-- Start Supplied records --

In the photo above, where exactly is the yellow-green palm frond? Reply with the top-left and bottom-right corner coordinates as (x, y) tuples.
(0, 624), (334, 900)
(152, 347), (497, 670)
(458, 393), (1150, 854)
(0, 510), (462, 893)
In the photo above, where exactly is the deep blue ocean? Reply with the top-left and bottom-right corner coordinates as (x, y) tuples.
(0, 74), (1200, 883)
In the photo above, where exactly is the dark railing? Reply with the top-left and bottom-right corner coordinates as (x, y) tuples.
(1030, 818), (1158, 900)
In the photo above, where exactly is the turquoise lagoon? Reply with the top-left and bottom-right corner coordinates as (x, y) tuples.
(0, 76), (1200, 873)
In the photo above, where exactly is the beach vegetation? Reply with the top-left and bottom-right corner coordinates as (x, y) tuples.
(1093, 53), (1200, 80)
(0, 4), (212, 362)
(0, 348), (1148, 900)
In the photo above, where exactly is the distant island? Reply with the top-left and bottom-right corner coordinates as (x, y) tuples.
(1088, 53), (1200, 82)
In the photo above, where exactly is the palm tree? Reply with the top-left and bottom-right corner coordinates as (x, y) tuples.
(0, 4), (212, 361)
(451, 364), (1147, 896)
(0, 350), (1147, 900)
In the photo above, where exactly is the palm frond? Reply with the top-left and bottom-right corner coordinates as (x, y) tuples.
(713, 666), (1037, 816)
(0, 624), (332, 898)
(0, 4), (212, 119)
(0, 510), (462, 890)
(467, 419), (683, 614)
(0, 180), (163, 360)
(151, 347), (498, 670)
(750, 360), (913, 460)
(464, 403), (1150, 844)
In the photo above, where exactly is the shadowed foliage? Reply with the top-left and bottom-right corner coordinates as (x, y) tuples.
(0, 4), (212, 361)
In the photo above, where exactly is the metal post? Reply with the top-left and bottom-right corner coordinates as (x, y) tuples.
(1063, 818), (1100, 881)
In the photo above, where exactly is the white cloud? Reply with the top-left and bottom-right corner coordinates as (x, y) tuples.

-- End Supplied records --
-- Start Supplied records --

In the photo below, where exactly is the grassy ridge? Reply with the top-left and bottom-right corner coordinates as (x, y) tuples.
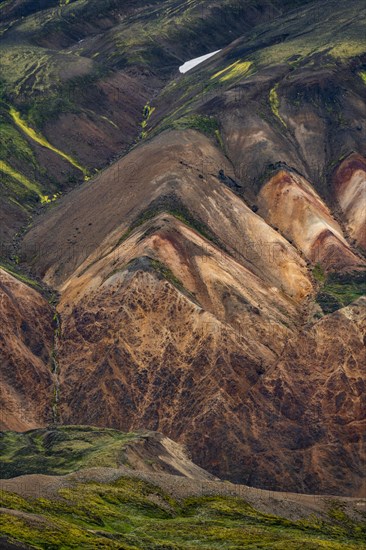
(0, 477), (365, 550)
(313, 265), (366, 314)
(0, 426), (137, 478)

-- End Supplied records --

* [Directive]: Could you lay out the material above, from the line containing "In the photo above, where exactly is the deep" through the line containing "(1088, 53), (1200, 82)", as a Markdown table with a Row column numbering each line and a Line column holding its text, skipping any blank lines?

* [Written solution]:
| Row | Line |
|---|---|
| 1 | In the photo above, where exactly is the deep blue ocean? Reply with the top-left and bottom-right corner coordinates as (x, y) tuples. |
| 2 | (0, 74), (1200, 883) |
| 3 | In the photo above, where exactly is the dark railing? Reply with the top-left and bottom-right corner coordinates as (x, y) tuples. |
| 4 | (1030, 818), (1158, 900) |
| 5 | In the photo above, where exactly is the turquoise lagoon? Reply with the top-left and bottom-right corner coordinates as (x, y) tuples. |
| 6 | (0, 76), (1200, 873) |
| 7 | In the photo above, where exactly is the beach vegetation? Reply with the top-left and bottom-right corner coordinates as (x, y) tuples. |
| 8 | (1093, 53), (1200, 80) |
| 9 | (0, 4), (212, 362) |
| 10 | (0, 348), (1148, 900) |
| 11 | In the photo above, where exactly is the distant island? Reply with the top-left and bottom-right corner coordinates as (x, y) tuples. |
| 12 | (1088, 53), (1200, 82) |